### TASK BRIEF
Because the material must match the original, reproduce every line of it exactly.
== DATA PROVIDED
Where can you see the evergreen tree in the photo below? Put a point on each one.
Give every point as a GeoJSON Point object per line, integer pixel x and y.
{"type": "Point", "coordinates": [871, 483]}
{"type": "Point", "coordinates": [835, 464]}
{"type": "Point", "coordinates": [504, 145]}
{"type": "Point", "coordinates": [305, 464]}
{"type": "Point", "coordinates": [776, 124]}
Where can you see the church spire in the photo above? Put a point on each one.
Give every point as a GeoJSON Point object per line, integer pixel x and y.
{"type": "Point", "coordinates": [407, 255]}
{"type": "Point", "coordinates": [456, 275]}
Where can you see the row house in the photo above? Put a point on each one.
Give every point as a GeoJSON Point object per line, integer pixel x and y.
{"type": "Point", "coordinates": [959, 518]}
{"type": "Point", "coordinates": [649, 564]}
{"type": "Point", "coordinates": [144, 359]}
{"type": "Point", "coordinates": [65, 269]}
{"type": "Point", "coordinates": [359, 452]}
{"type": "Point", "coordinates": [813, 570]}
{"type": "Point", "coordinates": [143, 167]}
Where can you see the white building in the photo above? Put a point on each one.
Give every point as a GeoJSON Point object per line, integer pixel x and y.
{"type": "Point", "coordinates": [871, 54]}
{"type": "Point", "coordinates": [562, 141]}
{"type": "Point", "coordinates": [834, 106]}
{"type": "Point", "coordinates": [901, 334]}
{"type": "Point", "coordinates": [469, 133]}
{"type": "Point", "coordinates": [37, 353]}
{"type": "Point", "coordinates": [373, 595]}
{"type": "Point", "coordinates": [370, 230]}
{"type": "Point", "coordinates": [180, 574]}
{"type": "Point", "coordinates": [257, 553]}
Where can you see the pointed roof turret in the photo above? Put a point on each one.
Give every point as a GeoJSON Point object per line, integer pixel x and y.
====
### REPLY TO THE TASK
Where can you see the evergreen tree in the photo below? Put a point on each one.
Give every point as a GeoJSON Point object per line, integer pixel x and y.
{"type": "Point", "coordinates": [871, 483]}
{"type": "Point", "coordinates": [835, 464]}
{"type": "Point", "coordinates": [504, 145]}
{"type": "Point", "coordinates": [305, 464]}
{"type": "Point", "coordinates": [776, 124]}
Where can you see the church spire in the photo above? Put a point on each one.
Give every point as a GeoJSON Point object per line, integer pixel x and y.
{"type": "Point", "coordinates": [407, 255]}
{"type": "Point", "coordinates": [456, 275]}
Where can you see the row house in the photo above? Put a point on each one.
Give every point as a GeoJSON Point object per line, integer pixel x and y.
{"type": "Point", "coordinates": [959, 518]}
{"type": "Point", "coordinates": [649, 564]}
{"type": "Point", "coordinates": [144, 359]}
{"type": "Point", "coordinates": [65, 269]}
{"type": "Point", "coordinates": [359, 452]}
{"type": "Point", "coordinates": [813, 570]}
{"type": "Point", "coordinates": [143, 167]}
Where can you see the white building in the photo above? Put a point on each one.
Give every point as a GeoJSON Point object per line, integer pixel x and y.
{"type": "Point", "coordinates": [871, 54]}
{"type": "Point", "coordinates": [562, 141]}
{"type": "Point", "coordinates": [834, 106]}
{"type": "Point", "coordinates": [901, 334]}
{"type": "Point", "coordinates": [469, 133]}
{"type": "Point", "coordinates": [37, 353]}
{"type": "Point", "coordinates": [373, 595]}
{"type": "Point", "coordinates": [370, 230]}
{"type": "Point", "coordinates": [180, 574]}
{"type": "Point", "coordinates": [257, 553]}
Where can you see the pointed roof turret in the photo above? Put a point on each one.
Give every point as a GeoJSON Point object per line, integer pixel x and y.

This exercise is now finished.